Это влияние на планирование и организацию обязательных школьных программ сегодня распространяется все шире. При этом подрываются все теории, которые выдвигают идею о божественном праве какой-либо совокупности «знаний», школьных предметов или чего бы то ни было, включенного в школьную программу. Нас предупреждают об опасности таких теорий. И, как мы увидим, это не значит, что мы должны делать акцент в наших учебных программах только на познавательном содержании. Мы должны признать, что знание — это идеология и что все подходы, используемые в школьной программе, идеологические. Нас предупреждают, что основная опасность связана с политикой и вместо того чтобы лишь изредка, время от времени задумываться об этой проблеме, мы должны взглянуть ей в лицо. Что касается учебных программ, для постмодернизма первостепенное значение имеет связь теории познания с политикой. Так, основной мишенью социальной и политической теории был марксизм, представляющий собой пример всеобъемлющей теории, своеобразную bête noire, которая доминирует, или доминировала, долгие годы в области социологических исследований. Марксизм дает нам хороший пример взаимопроникновения эпистемологии и политической теории, того, как политическая система выстраивается на основе определенной теории познания, а идеология рассматривается не просто как точка зрения, но как отклонение от «вечных истин», выработанных теорией познания. Однако, опять же, постмодернизм идет дальше. Он не только рассматривает все формы знания и все версии истины как идеологические, но также устанавливает прямое соответствие между знанием и властью и видит способ осуществления власти в распределении знаний и манипуляции дискурсами, посредством которых это знание, эти «всеобъемлющие теории» выражаются, способствуя «бюрократическому насаждению официальных ценностей» (Тернер 1990, 11). «Мы живем в мире, где нет “знания”, нет “истин в последней инстанции”, в котором восприятия субъективны, поэтому мы не более чем продукты влияющих на нас дискурсов и идеологий» (Келли 1995, 71).

Таким образом, мы видим, что постмодернистская теория вносит свой вклад в убеждение, которое крепло на протяжении второй половины прошлого века, в том, что знания и политика неразрывно связаны и что нам грозят серьезные политические опасности, угрозы личной свободе и социальной демократии. Поэтому мы должны быть постоянно начеку и не терять бдительность (Келли 2004).

### Указание
Пожалуйста, верните дословно отрывок из текста выше о постмодернизме и школьных программах: между словами «Таким образом, мы» и «бдительность (Келли 2004).», включая их.

### Предоставленные данные

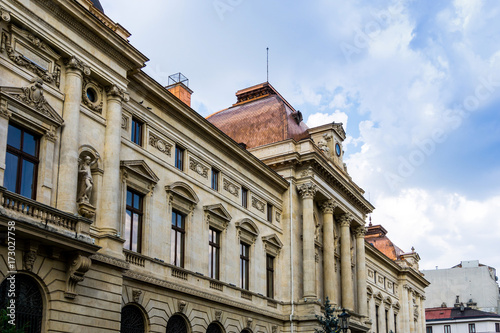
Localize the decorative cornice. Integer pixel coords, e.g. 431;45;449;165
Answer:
64;56;92;76
148;132;172;156
340;213;354;227
297;183;318;199
106;84;129;102
123;270;288;320
222;178;240;198
320;199;339;214
189;156;208;178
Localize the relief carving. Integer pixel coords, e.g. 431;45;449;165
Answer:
223;178;240;198
189;157;208;178
149;132;172;156
252;196;265;213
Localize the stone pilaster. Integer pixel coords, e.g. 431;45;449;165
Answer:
0;100;12;186
97;85;128;255
57;57;90;214
298;183;317;299
340;214;354;311
321;200;338;305
356;226;368;317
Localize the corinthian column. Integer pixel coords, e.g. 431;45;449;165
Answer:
98;85;128;252
356;226;368;317
57;57;90;213
340;214;354;311
298;183;317;299
321;200;337;304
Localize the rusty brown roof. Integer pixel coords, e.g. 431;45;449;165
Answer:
207;82;310;148
365;225;404;260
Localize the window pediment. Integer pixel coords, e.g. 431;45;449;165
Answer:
0;79;64;127
262;234;283;257
235;219;259;244
203;204;232;231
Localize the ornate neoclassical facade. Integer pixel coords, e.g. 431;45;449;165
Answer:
0;0;427;333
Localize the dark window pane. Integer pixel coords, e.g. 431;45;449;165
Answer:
19;160;35;198
3;153;19;192
7;124;21;149
23;132;37;156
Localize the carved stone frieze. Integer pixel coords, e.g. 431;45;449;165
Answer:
222;178;240;198
1;32;61;87
149;132;172;156
189;157;208;178
252;196;266;212
64;56;92;76
298;183;318;199
64;254;92;298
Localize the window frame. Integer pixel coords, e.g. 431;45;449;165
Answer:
174;145;186;171
240;242;250;290
170;209;186;268
210;168;220;191
130;117;144;147
266;253;276;298
123;187;144;253
241;186;248;208
208;227;221;280
4;122;41;200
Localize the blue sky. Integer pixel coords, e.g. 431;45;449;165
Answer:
101;0;500;269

### Готовое решение
Таким образом, мы видим, что постмодернистская теория вносит свой вклад в убеждение, которое крепло на протяжении второй половины прошлого века, в том, что знания и политика неразрывно связаны и что нам грозят серьезные политические опасности, угрозы личной свободе и социальной демократии. Поэтому мы должны быть постоянно начеку и не терять бдительность (Келли 2004).